Records for this exercise Start Marker

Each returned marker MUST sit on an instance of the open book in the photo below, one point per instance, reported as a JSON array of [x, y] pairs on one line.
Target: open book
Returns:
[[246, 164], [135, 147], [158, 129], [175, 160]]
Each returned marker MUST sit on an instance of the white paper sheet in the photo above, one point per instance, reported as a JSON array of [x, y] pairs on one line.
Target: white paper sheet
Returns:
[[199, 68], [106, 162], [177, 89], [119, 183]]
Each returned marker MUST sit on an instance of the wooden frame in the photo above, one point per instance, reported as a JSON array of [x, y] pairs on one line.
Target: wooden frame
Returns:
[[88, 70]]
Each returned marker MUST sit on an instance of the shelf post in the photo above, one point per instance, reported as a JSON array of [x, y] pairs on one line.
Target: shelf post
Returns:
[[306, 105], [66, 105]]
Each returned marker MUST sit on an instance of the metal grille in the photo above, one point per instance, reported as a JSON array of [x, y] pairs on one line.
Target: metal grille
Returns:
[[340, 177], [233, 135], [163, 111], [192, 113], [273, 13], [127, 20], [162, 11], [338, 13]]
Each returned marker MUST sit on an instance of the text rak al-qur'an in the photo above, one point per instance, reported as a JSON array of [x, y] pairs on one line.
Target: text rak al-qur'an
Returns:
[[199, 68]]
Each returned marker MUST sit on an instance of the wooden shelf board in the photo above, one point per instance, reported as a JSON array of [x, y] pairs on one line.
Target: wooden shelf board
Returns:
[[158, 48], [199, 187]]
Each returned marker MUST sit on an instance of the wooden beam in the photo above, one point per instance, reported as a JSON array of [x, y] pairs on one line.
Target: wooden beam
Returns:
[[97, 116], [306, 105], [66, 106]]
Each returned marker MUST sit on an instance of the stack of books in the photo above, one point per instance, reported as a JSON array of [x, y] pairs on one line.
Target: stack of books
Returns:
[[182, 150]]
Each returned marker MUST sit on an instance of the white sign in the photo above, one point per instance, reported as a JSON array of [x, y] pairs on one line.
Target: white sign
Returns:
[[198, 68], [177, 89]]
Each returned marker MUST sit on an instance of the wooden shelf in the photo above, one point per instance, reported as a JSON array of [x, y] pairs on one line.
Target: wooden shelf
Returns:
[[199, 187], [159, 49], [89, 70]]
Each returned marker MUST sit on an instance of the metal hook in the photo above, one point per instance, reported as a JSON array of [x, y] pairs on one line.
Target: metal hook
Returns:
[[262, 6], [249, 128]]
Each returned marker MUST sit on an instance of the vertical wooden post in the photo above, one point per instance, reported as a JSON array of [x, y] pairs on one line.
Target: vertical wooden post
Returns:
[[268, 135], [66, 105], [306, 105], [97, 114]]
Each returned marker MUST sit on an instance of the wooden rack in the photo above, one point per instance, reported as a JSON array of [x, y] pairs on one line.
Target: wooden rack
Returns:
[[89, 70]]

Records for this exercise End Marker
Records for this exercise Start Marker

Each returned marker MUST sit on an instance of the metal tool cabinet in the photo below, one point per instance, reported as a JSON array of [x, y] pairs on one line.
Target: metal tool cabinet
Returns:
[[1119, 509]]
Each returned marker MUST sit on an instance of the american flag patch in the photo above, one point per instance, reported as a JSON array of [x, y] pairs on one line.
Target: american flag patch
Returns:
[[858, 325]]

Records for this exercise End Marker
Records for this exercise Start Marker

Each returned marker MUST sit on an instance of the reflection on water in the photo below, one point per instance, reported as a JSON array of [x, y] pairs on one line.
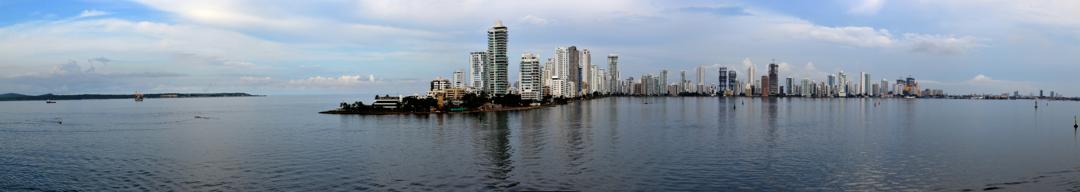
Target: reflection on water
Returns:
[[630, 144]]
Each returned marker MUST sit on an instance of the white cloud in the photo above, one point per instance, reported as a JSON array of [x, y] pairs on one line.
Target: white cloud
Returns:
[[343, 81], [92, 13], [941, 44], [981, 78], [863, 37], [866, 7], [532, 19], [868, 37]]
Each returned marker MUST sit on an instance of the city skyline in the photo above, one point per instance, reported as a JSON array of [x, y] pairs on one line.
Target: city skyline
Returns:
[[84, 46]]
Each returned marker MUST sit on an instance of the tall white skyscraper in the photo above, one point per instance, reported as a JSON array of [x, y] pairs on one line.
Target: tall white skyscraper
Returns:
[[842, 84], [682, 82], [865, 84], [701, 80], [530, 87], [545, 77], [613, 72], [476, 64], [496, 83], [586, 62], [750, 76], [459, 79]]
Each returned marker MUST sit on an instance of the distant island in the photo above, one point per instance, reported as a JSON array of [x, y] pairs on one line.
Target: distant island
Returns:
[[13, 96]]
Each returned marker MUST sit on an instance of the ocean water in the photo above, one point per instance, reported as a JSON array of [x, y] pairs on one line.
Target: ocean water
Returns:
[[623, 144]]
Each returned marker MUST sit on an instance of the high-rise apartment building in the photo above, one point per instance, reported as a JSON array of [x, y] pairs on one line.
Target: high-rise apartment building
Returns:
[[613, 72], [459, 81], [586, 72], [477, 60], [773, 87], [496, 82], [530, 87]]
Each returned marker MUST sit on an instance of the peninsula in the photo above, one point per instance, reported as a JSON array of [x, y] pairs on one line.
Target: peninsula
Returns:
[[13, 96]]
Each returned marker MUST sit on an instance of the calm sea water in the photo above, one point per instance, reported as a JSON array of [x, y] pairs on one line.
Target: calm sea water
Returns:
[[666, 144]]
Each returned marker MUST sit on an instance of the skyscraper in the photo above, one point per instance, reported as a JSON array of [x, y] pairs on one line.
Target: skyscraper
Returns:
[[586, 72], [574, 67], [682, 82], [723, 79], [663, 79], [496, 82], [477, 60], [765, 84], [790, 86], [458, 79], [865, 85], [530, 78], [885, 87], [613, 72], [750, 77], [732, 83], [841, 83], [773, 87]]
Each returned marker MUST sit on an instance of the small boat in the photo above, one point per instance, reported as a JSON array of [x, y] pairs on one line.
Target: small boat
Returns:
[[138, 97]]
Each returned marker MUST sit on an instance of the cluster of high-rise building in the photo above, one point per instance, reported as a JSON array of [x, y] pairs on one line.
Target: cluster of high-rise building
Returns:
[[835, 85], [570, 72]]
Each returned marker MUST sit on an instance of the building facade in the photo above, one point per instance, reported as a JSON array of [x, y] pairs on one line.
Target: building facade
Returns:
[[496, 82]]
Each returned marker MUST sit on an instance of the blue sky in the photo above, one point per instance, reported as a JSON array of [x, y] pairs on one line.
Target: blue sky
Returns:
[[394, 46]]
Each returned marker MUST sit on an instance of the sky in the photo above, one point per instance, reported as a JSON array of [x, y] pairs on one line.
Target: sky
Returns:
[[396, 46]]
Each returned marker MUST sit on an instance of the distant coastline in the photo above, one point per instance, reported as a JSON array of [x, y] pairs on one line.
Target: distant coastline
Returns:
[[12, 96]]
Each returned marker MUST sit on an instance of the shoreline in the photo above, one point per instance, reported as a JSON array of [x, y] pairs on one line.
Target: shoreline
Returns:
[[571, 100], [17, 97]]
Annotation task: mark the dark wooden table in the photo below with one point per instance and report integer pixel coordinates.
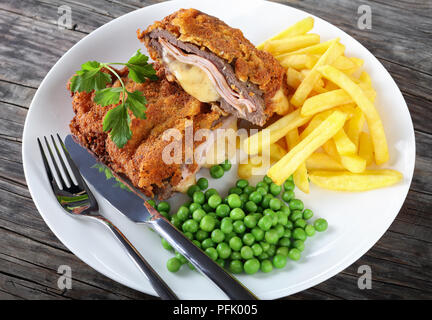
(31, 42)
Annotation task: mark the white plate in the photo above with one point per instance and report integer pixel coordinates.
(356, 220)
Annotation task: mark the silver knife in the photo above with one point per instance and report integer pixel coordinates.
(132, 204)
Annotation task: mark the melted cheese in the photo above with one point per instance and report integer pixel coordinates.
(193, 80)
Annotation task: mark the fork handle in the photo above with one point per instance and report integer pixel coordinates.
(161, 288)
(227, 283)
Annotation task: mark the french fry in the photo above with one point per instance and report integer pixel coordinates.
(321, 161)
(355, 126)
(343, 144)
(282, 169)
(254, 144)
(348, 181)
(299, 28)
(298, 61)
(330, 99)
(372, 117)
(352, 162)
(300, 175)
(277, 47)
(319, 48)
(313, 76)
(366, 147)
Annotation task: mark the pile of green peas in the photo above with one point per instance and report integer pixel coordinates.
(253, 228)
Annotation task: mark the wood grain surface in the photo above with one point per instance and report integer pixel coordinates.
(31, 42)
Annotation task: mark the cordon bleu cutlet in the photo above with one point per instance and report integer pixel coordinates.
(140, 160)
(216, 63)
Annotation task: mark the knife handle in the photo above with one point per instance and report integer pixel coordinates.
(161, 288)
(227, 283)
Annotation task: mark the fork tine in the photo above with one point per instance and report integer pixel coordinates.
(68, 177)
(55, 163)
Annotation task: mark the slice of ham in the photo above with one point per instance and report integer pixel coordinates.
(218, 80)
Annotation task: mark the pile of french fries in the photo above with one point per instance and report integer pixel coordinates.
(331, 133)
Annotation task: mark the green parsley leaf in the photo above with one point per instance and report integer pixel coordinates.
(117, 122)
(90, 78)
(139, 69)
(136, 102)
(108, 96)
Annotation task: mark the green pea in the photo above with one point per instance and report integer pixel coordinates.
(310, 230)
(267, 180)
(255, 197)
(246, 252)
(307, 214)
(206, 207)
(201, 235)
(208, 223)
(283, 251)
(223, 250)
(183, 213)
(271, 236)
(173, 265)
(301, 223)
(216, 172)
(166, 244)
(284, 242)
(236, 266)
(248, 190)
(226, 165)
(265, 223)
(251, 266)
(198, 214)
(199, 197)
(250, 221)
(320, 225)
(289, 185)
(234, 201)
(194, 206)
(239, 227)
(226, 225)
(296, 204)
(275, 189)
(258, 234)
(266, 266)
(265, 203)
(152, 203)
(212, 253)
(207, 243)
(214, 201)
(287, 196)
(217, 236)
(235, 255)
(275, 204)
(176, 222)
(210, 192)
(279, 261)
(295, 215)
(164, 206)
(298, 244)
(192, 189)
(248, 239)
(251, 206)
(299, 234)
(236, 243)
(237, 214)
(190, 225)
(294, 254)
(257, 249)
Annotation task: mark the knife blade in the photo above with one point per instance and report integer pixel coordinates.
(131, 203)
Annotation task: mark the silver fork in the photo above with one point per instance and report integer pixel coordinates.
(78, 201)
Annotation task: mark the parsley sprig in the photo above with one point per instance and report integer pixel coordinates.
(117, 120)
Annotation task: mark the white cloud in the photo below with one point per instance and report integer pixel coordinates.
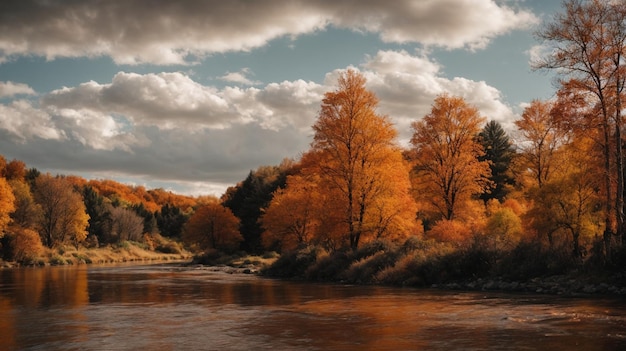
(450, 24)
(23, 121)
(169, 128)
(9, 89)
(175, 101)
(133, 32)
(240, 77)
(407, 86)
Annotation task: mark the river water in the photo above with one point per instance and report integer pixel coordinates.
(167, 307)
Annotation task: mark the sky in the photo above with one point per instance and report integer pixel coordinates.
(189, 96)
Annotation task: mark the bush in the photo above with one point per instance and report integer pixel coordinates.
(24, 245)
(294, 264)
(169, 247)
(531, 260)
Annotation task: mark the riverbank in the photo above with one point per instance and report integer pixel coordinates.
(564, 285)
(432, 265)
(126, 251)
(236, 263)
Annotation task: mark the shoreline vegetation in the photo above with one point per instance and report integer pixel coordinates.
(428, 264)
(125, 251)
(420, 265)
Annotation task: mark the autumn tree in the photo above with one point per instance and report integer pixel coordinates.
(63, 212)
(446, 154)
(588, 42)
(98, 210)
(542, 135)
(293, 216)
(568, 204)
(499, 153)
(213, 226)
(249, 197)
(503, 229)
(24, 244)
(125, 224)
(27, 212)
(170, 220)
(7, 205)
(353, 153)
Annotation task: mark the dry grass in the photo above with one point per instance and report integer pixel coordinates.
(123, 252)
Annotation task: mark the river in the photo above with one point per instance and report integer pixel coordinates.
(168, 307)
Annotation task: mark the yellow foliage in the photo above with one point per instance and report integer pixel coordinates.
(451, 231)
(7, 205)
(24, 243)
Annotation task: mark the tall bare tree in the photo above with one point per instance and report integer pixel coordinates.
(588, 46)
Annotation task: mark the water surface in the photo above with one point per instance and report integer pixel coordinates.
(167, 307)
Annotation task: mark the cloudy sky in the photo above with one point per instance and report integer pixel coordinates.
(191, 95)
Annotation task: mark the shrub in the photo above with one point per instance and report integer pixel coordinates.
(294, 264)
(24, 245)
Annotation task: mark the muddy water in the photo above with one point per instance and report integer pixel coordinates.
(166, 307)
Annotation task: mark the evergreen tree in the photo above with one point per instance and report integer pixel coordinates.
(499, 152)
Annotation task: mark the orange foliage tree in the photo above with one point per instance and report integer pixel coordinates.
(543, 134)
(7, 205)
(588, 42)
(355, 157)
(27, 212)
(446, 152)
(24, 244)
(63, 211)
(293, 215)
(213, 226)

Records for this exercise End Marker

Filter the records, keeping only lines that contain "distant", and show those lines.

Each returned marker MUST sit on an instance of the distant island in the photo above, one point per instance, reported as a JSON array of [x, y] pairs on one line.
Target: distant island
Each returned marker MUST sit on an instance of the distant coastline in the photo above, one point per instance, reported as a JSON array of [x, y] pairs on one line.
Target: distant coastline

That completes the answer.